■ **Data for the task**:

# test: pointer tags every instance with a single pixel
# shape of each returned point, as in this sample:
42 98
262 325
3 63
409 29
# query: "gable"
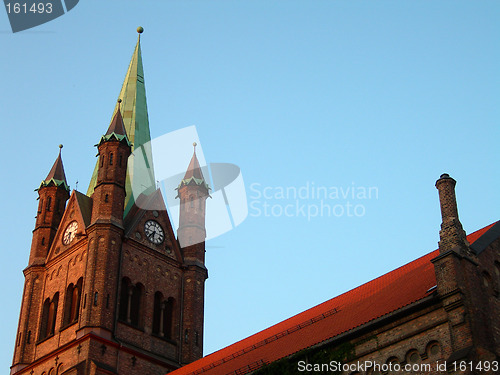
390 292
78 210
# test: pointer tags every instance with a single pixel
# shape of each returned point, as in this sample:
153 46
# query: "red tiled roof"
381 296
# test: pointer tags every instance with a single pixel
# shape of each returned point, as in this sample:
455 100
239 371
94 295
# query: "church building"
110 289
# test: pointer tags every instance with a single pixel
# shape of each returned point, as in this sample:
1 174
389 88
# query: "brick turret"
53 193
105 233
193 192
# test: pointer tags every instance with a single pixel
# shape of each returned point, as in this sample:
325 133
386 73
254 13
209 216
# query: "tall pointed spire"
134 112
56 174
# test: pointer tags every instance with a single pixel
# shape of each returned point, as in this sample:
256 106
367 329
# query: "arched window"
163 316
157 314
135 311
168 318
49 315
131 302
72 302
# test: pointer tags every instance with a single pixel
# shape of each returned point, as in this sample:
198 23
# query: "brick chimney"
452 236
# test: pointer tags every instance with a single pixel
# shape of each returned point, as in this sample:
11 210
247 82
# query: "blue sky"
383 94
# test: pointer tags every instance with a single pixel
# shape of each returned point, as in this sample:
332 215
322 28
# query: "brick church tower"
109 289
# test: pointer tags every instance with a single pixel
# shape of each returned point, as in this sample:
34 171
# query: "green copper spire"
134 110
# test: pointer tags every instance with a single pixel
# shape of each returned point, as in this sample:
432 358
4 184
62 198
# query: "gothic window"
163 315
49 315
136 299
131 302
72 302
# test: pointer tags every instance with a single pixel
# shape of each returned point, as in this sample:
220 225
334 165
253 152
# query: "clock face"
70 232
154 232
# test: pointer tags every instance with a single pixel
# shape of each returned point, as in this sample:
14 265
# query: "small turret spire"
56 174
116 125
194 169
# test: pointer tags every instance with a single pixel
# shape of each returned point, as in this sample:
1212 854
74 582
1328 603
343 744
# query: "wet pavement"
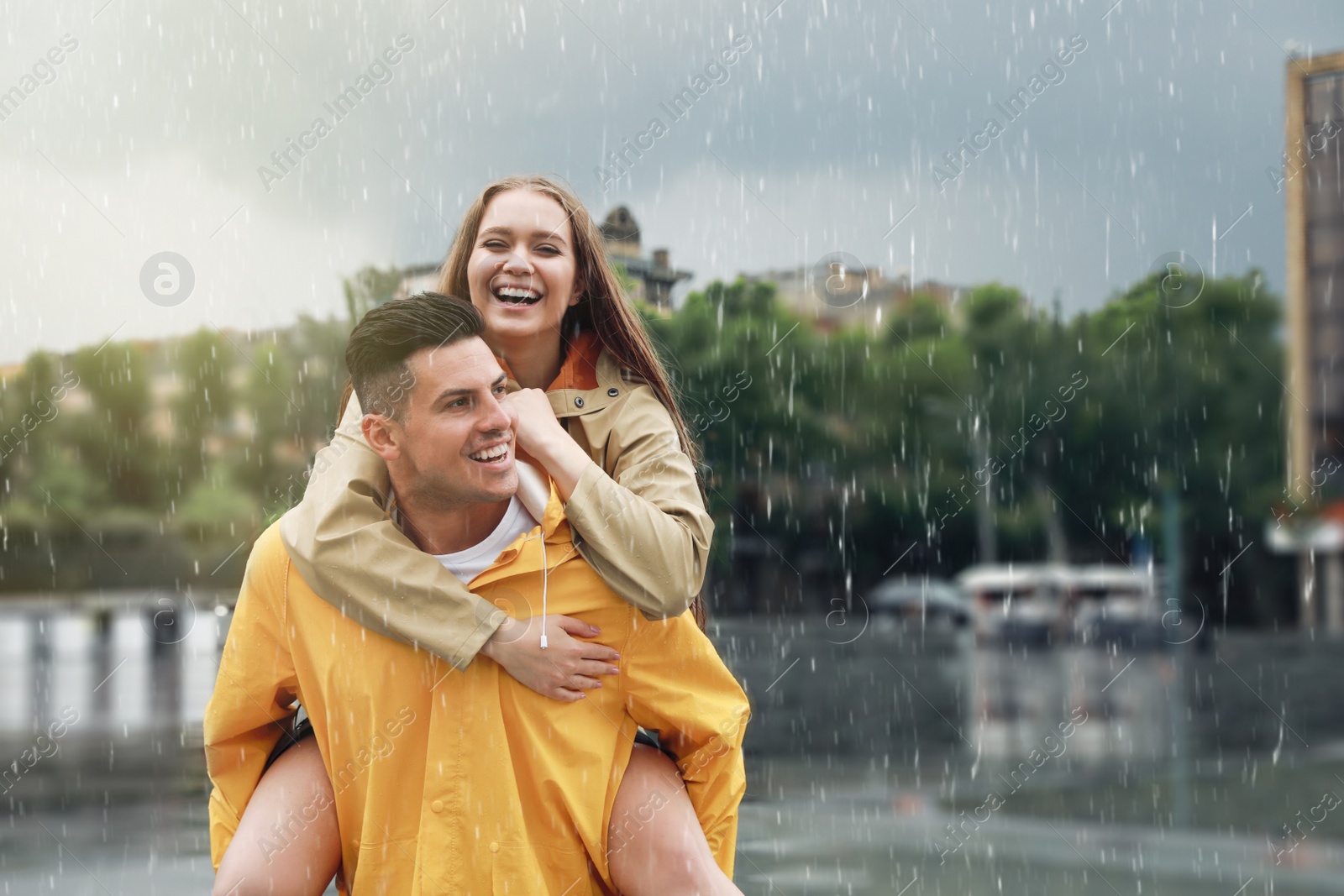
894 761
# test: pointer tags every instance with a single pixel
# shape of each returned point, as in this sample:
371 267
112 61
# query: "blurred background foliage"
832 457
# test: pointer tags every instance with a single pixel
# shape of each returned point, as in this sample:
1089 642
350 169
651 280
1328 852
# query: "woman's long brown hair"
602 307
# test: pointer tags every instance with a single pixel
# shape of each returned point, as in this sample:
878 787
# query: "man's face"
454 443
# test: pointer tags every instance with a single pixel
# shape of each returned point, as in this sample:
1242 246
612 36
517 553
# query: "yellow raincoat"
464 781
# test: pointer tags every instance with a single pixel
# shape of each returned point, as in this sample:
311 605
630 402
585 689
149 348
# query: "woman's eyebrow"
537 234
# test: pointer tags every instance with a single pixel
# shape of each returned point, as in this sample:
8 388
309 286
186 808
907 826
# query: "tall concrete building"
1312 179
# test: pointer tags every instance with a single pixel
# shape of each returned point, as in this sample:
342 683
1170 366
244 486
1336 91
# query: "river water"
884 758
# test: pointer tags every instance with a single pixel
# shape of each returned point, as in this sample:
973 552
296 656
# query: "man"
464 781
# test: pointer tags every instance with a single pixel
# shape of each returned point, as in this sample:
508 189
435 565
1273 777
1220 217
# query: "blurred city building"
1314 191
840 295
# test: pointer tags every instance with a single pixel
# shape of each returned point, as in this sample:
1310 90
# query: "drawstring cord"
544 575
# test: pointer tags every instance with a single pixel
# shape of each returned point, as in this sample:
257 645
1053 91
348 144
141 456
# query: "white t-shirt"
470 563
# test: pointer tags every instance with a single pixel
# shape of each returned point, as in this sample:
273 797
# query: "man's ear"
383 436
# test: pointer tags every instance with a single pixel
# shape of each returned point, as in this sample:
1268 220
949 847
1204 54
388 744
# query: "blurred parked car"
921 600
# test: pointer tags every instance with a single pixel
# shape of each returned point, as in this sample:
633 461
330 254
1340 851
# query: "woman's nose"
515 264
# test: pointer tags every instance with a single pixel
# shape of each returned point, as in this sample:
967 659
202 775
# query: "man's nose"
499 414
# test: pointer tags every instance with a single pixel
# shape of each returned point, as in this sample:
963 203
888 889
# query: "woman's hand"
542 437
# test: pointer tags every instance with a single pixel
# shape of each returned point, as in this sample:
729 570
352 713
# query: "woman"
531 259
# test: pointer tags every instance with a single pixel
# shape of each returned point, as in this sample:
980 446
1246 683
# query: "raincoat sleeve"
255 692
349 551
678 685
642 523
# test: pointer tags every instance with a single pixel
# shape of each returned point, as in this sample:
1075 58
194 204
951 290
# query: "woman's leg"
655 842
288 842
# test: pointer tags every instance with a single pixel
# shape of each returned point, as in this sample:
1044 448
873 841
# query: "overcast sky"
823 134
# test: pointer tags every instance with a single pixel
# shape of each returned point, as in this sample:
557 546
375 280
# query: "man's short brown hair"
390 333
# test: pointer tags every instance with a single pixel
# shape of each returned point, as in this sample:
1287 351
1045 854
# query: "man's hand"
564 669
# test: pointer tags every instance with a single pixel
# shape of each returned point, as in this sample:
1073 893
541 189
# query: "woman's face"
522 268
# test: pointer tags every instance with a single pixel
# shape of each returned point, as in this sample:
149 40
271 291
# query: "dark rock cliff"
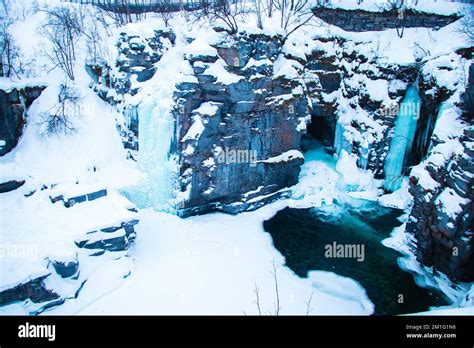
13 114
257 116
445 234
361 20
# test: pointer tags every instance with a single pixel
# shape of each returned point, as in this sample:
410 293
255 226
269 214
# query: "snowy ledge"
424 6
8 85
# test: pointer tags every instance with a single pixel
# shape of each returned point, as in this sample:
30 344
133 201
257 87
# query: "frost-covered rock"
442 214
14 102
236 122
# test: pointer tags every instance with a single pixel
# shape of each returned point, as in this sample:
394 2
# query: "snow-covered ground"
209 264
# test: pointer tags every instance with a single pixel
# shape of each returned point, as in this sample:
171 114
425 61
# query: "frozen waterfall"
155 136
403 134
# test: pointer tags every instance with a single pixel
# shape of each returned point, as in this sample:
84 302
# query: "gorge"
345 132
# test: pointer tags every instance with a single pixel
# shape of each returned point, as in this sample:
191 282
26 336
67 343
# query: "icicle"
364 155
340 142
402 140
155 136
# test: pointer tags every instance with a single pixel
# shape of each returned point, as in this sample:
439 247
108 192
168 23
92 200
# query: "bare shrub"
62 29
9 51
59 119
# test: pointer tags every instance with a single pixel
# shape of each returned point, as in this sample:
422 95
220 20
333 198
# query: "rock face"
34 289
13 118
135 63
360 20
239 125
442 214
353 89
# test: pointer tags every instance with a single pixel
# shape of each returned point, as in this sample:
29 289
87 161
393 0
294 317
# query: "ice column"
403 134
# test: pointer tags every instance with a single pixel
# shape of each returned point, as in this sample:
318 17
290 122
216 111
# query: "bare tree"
165 11
294 14
62 29
229 13
58 119
467 24
258 12
257 299
308 305
9 51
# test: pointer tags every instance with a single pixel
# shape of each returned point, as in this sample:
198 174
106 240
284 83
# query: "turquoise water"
302 235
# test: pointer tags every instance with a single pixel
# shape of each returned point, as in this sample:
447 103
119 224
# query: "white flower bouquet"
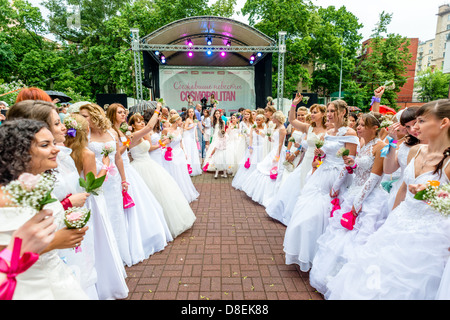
33 191
107 149
389 85
342 152
437 196
76 217
92 184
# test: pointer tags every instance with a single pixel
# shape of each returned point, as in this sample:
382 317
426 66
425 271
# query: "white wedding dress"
337 244
147 228
112 191
190 146
177 211
312 209
405 258
282 204
49 278
82 262
178 167
255 157
259 185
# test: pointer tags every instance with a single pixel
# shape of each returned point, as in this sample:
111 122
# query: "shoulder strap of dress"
112 136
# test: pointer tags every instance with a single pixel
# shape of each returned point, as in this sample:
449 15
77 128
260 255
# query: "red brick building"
406 92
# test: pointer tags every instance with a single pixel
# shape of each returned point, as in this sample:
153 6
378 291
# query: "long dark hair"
439 109
221 122
17 137
408 115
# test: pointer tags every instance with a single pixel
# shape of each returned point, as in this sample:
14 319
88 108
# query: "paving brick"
234 251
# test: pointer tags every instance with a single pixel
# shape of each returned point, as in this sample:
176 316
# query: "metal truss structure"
137 45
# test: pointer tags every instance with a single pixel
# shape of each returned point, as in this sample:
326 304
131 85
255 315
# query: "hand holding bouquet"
33 191
437 196
92 184
76 218
107 149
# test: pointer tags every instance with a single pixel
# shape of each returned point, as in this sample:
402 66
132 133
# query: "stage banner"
233 88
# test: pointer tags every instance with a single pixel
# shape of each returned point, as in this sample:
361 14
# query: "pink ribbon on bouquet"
336 206
17 266
348 220
110 170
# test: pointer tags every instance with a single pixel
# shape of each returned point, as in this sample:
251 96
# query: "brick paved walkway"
234 251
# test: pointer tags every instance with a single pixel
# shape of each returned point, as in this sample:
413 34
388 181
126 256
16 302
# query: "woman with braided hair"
312 209
405 258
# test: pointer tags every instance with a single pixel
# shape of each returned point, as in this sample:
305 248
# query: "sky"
411 18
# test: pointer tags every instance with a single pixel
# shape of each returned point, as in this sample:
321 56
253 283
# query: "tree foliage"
433 85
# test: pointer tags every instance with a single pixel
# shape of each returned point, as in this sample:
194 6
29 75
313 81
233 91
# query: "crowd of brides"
345 186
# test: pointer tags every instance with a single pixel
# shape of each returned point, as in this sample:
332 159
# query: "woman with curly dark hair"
66 190
28 147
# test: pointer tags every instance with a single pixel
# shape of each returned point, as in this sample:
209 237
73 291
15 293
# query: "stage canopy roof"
241 40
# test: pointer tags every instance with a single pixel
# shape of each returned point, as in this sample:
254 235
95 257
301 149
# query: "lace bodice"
365 160
140 151
97 148
257 140
402 156
333 144
422 216
155 137
311 139
177 136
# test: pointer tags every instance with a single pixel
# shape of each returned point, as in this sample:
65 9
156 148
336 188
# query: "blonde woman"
146 224
264 182
312 209
103 137
282 205
108 262
253 155
177 211
178 165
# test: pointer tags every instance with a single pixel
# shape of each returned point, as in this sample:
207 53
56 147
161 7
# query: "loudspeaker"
106 98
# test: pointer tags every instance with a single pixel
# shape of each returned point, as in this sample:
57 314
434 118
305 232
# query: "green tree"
336 42
432 85
384 58
299 19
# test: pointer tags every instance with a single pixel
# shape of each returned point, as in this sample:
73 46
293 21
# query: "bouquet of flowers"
288 165
72 126
437 196
342 152
32 191
107 149
76 218
305 100
385 122
319 143
389 85
91 184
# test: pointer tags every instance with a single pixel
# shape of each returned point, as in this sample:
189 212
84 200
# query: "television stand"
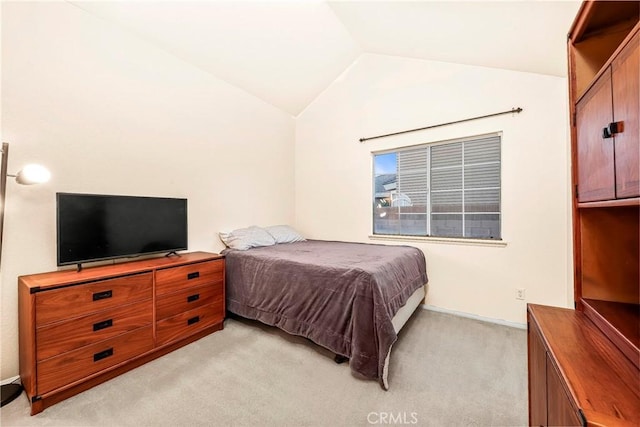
97 323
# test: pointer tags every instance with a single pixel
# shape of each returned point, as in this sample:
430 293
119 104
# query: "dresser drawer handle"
102 295
103 354
103 325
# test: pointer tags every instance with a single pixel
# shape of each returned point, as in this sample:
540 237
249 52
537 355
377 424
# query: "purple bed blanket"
340 295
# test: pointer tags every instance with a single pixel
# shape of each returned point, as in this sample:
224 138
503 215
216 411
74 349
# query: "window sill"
445 240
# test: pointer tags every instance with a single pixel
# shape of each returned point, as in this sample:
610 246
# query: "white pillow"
284 234
247 238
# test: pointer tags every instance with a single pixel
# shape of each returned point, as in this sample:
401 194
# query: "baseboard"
475 317
9 380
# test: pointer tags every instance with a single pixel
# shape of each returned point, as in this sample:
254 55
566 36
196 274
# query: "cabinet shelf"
597 37
634 201
618 321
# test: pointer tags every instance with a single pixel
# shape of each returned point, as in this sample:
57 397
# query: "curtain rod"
513 110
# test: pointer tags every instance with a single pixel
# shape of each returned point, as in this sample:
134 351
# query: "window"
447 189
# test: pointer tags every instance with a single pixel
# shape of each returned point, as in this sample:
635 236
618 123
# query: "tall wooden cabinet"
584 363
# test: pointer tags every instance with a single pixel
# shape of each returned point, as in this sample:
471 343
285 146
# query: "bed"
351 298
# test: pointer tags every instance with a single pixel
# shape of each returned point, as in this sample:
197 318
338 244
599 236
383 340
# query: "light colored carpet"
445 370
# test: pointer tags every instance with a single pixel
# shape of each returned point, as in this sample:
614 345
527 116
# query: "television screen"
98 227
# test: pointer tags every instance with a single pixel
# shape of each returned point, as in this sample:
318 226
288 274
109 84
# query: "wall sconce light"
30 174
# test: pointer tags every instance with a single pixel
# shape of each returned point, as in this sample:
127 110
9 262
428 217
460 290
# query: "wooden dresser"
81 328
584 363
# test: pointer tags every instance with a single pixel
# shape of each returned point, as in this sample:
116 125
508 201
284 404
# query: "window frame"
428 237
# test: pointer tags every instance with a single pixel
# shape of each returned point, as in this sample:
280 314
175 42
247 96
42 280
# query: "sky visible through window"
384 163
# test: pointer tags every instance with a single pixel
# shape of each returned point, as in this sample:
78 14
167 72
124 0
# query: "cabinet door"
596 176
537 378
625 78
560 411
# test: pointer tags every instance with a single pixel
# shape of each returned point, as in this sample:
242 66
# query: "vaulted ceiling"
288 52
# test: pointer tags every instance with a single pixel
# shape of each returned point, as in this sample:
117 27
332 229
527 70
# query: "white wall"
108 113
383 94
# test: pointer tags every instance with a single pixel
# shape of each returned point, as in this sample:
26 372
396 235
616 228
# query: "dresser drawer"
187 299
78 364
173 279
189 322
60 337
78 300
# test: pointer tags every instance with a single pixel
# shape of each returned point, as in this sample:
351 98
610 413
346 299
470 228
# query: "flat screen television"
92 227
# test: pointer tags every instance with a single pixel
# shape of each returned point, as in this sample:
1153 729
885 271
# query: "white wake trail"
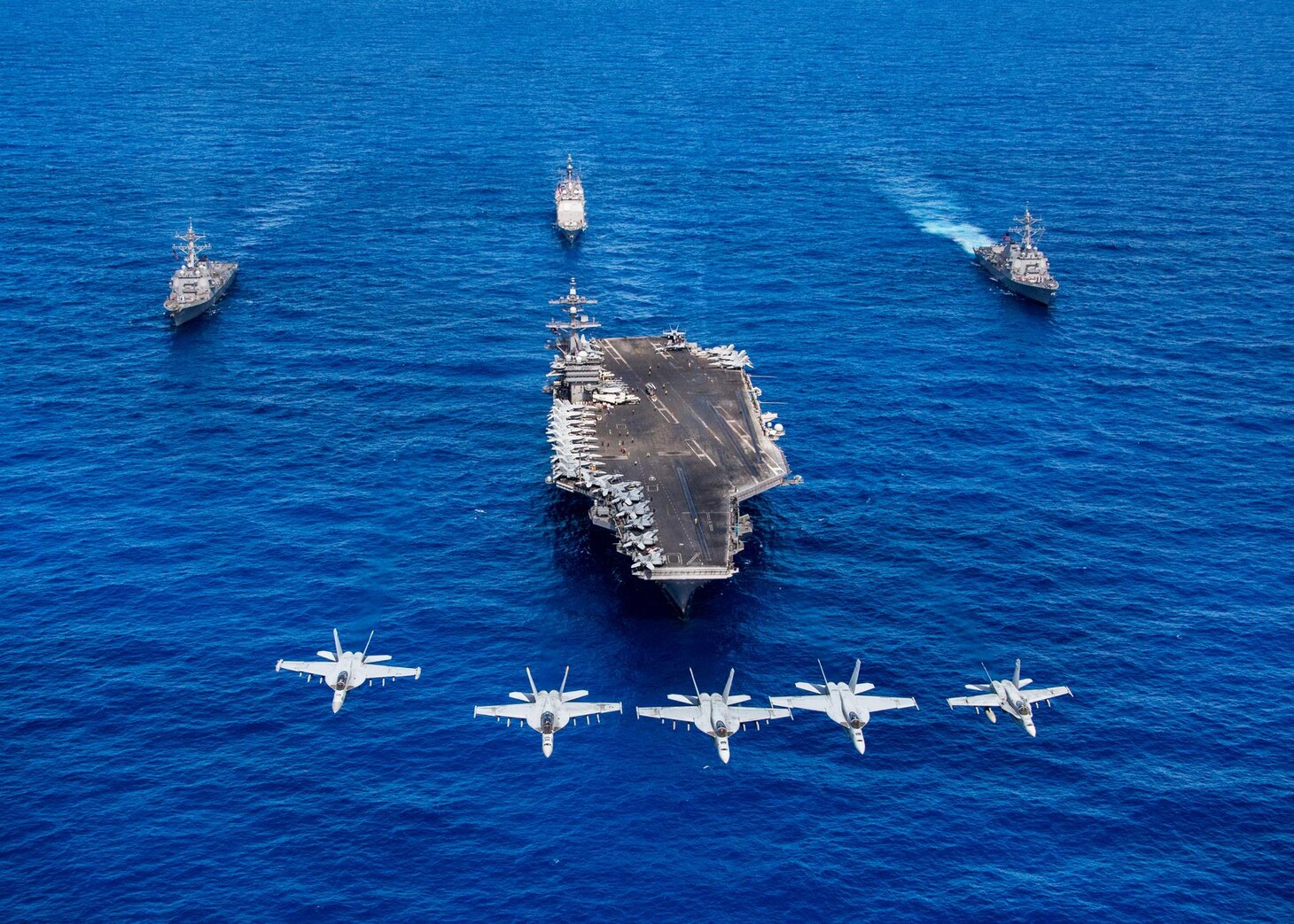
932 210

■ **Direction**: Pull out every line above that contains the string "screen", with case counting, and copy each such line.

■ **Expected answer**:
# query: "television screen"
# query: "flat screen television"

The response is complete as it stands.